(Excerpts of pointing data)
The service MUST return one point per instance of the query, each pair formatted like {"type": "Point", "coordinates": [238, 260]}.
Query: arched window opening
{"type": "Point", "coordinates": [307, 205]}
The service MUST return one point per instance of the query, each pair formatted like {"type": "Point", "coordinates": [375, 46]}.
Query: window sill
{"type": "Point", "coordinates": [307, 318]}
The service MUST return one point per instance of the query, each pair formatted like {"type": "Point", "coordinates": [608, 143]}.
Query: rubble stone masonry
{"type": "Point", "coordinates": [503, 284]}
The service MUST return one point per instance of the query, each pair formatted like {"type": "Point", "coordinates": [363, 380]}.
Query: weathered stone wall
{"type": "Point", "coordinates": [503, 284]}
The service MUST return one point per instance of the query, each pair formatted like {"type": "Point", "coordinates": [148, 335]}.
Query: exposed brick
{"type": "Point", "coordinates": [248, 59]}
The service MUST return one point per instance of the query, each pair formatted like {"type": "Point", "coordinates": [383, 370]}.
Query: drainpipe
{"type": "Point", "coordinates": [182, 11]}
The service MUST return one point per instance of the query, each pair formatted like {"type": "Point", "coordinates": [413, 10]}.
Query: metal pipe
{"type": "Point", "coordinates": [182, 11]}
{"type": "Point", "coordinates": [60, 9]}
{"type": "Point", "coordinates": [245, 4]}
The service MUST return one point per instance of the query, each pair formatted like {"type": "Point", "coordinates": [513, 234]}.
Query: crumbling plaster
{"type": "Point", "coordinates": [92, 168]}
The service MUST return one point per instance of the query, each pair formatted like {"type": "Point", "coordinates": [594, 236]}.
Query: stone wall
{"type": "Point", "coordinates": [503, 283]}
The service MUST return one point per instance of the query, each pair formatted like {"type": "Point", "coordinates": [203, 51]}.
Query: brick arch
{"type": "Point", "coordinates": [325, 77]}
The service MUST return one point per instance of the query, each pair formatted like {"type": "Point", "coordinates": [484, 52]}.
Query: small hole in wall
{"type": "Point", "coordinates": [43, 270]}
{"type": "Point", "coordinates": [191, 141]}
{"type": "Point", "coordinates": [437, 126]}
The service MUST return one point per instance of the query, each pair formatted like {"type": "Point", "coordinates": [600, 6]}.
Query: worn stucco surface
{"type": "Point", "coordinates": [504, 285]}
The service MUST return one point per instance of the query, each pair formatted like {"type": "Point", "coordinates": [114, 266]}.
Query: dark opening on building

Set problem:
Reproduce the data in full, exactly as presented.

Answer:
The service MUST return one point per instance of the query, each pair formatted like {"type": "Point", "coordinates": [238, 260]}.
Query: arched window opening
{"type": "Point", "coordinates": [307, 205]}
The service MUST return one point per instance of the query, each pair formatted like {"type": "Point", "coordinates": [375, 46]}.
Query: window sill
{"type": "Point", "coordinates": [307, 318]}
The service MUST return one point per instance of the query, each pair formatted like {"type": "Point", "coordinates": [608, 143]}.
Query: rubble stone masonry
{"type": "Point", "coordinates": [503, 284]}
The service MUST return one point per instance of the query, each pair formatted like {"type": "Point", "coordinates": [363, 380]}.
Query: weathered stone wall
{"type": "Point", "coordinates": [503, 284]}
The service MUST return one point per instance of the query, each pair formatted like {"type": "Point", "coordinates": [148, 335]}.
Query: exposed brick
{"type": "Point", "coordinates": [248, 59]}
The service MUST return one point per instance of the query, each pair formatted like {"type": "Point", "coordinates": [383, 370]}.
Query: drainpipe
{"type": "Point", "coordinates": [182, 11]}
The service MUST return one point per instance of the query, each pair formatted like {"type": "Point", "coordinates": [413, 10]}.
Query: metal pipe
{"type": "Point", "coordinates": [182, 11]}
{"type": "Point", "coordinates": [60, 9]}
{"type": "Point", "coordinates": [245, 4]}
The service MUST return one point per instance of the query, each pair formatted like {"type": "Point", "coordinates": [513, 234]}.
Query: crumbling plaster
{"type": "Point", "coordinates": [92, 168]}
The service MUST return one point per instance of the query, each pair formatted like {"type": "Point", "coordinates": [594, 236]}.
Query: stone wall
{"type": "Point", "coordinates": [503, 283]}
The service MUST return one point per instance of the query, each pair formatted like {"type": "Point", "coordinates": [203, 51]}.
Query: brick arch
{"type": "Point", "coordinates": [325, 77]}
The service MUST return one point per instance of the query, each pair formatted like {"type": "Point", "coordinates": [484, 52]}.
Query: small hole in wall
{"type": "Point", "coordinates": [43, 270]}
{"type": "Point", "coordinates": [191, 141]}
{"type": "Point", "coordinates": [437, 126]}
The service MUST return one point per instance of the query, each pair formatted like {"type": "Point", "coordinates": [600, 6]}.
Query: worn stucco surface
{"type": "Point", "coordinates": [504, 285]}
The service MUST return one point per instance of the query, each pair formatted like {"type": "Point", "coordinates": [114, 266]}.
Query: dark opening on building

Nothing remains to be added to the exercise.